Rensselaer School of Engineering

2008 Davies Medal for Engineering Achievement

In honor of one of Rensselaer’s most accomplished, active, and loyal alumni, Clarence E. Davies ’14, Rensselaer Polytechnic Institute established the Davies Medal for Engineering Achievement.

This year, the honor will go to Dr. Sheldon Weinbaum '59 on April 18, 2008 at 3pm at the Center for Biotechnology and Interdisciplinary Studies Auditorium.

Sheldon Weinbaum

Sheldon Weinbaum received his B.A.E. (Bachelor of Aerospace Engineering) from Rensselaer Polytechnic Institute in 1959, and his M.S. in Applied Physics and Ph.D. in Engineering from Harvard University in 1960 and 1963, respectively. He joined The City College of New York in 1967 where he is currently a CUNY Distinguished Professor of Biomedical and Mechanical Engineering. He continues to advise students and conduct research at the College, supported by five grants from the National Science Foundation (NSF) and National Institutes of Health (NIH).

Professor Weinbaum was instrumental in establishing CCNY’s Department of Biomedical Engineering and the New York Center for Biomedical Engineering, a research consortium with eight area hospitals and other institutions. In 2001, the Department received a five-year, $2.5 million grant from the National Heart, Lung and Blood Institute of the National Institutes of Health to create a “national urban model for minority biomedical engineering education.” This grant was renewed in 2006 for five additional years and currently is the only grant of this nature being awarded by NIH.

**Problems to work on:**
a: Rewrite the Davies Medal page starting with "This year, the" and going on through "Interdisciplinary Studies Auditorium.", changing "Auditorium" to "Lecture Hall".
b: Say whether each statement agrees with the Davies Medal page, answering yes or no and quoting the words of the page that decide it: (i) Sheldon Weinbaum joined The City College of New York in 1959. (ii) The grant the Department received in 2001 was renewed in 2006. (iii) The New York Center for Biomedical Engineering is a research consortium with eight area hospitals and other institutions.

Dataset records

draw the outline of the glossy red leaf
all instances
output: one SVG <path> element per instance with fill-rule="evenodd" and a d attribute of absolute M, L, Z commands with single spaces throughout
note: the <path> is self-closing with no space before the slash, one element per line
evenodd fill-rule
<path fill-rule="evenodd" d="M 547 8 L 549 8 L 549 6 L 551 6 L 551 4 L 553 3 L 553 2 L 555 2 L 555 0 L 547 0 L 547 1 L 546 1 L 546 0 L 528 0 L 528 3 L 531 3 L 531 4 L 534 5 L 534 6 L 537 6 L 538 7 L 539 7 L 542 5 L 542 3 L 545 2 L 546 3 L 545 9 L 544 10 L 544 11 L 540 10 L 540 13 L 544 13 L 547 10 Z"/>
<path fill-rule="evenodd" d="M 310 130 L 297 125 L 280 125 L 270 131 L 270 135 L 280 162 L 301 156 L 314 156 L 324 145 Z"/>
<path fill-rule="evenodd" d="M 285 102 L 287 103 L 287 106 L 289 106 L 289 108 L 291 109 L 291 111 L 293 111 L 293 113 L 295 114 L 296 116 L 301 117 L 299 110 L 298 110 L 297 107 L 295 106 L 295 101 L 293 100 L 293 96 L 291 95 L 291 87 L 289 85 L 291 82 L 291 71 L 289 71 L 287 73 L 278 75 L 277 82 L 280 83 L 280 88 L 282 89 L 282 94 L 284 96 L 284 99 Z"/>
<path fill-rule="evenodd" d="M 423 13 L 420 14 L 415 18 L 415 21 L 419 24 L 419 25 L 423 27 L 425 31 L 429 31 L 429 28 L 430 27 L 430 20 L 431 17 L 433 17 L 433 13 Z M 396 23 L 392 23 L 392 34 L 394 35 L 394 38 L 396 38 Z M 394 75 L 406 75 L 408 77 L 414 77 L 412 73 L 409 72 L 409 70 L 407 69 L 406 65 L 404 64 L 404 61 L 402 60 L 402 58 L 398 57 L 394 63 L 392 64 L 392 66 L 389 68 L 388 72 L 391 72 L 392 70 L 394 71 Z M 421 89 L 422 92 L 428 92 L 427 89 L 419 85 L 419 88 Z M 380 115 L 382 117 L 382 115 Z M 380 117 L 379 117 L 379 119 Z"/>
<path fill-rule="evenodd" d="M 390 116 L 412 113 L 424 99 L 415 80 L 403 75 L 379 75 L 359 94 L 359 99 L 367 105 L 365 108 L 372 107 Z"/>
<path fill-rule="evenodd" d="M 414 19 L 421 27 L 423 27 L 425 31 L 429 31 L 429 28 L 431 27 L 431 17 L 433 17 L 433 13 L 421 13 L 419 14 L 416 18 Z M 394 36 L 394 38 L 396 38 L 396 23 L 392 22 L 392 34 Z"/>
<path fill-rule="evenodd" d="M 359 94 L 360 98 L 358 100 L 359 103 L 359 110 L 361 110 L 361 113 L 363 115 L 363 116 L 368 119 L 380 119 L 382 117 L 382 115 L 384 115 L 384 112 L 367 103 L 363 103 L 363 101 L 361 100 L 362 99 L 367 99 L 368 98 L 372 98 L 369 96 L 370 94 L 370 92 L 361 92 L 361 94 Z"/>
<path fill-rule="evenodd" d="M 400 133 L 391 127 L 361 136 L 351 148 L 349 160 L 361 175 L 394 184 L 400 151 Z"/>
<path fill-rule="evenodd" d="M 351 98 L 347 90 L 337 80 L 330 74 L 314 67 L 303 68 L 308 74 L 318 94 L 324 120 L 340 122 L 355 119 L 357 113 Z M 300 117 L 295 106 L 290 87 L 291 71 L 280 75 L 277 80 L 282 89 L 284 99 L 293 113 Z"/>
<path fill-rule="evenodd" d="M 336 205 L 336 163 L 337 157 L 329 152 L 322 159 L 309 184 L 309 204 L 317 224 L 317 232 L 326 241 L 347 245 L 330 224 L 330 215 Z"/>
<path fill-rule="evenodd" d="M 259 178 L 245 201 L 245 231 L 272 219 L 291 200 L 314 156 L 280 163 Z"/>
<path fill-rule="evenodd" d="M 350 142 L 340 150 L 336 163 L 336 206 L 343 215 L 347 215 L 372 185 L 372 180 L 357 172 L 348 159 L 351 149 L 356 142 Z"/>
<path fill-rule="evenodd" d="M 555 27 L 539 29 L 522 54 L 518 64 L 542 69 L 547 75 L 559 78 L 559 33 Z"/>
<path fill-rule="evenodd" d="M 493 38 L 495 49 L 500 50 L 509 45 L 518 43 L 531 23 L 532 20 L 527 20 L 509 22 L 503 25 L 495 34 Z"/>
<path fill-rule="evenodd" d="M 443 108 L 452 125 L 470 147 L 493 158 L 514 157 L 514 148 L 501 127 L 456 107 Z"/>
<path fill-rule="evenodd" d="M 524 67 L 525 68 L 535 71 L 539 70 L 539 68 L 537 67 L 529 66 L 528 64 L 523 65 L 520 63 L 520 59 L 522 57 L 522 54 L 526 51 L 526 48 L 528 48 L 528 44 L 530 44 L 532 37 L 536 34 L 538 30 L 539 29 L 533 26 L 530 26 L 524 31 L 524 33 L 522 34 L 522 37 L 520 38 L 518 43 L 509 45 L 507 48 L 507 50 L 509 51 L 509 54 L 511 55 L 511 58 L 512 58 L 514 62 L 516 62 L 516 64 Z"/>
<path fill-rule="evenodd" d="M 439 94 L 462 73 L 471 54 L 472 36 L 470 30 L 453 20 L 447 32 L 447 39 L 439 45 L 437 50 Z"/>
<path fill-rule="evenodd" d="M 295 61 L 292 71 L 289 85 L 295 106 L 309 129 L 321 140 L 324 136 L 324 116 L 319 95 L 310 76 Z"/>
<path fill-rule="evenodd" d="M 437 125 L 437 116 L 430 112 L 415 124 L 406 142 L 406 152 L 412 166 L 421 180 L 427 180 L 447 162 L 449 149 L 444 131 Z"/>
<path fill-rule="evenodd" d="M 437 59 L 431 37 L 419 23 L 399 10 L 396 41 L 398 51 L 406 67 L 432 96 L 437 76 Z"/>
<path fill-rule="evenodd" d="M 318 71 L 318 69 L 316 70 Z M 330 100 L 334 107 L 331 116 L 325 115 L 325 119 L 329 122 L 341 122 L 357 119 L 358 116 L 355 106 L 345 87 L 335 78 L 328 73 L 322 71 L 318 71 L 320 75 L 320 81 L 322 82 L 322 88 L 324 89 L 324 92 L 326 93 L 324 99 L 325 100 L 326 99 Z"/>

**Set of answers:**
a:
This year, the honor will go to Dr. Sheldon Weinbaum '59 on April 18, 2008 at 3pm at the Center for Biotechnology and Interdisciplinary Studies Lecture Hall.

b:
(i) No: "He joined The City College of New York in 1967"
(ii) Yes: "This grant was renewed in 2006 for five additional years"
(iii) Yes: "the New York Center for Biomedical Engineering, a research consortium with eight area hospitals and other institutions"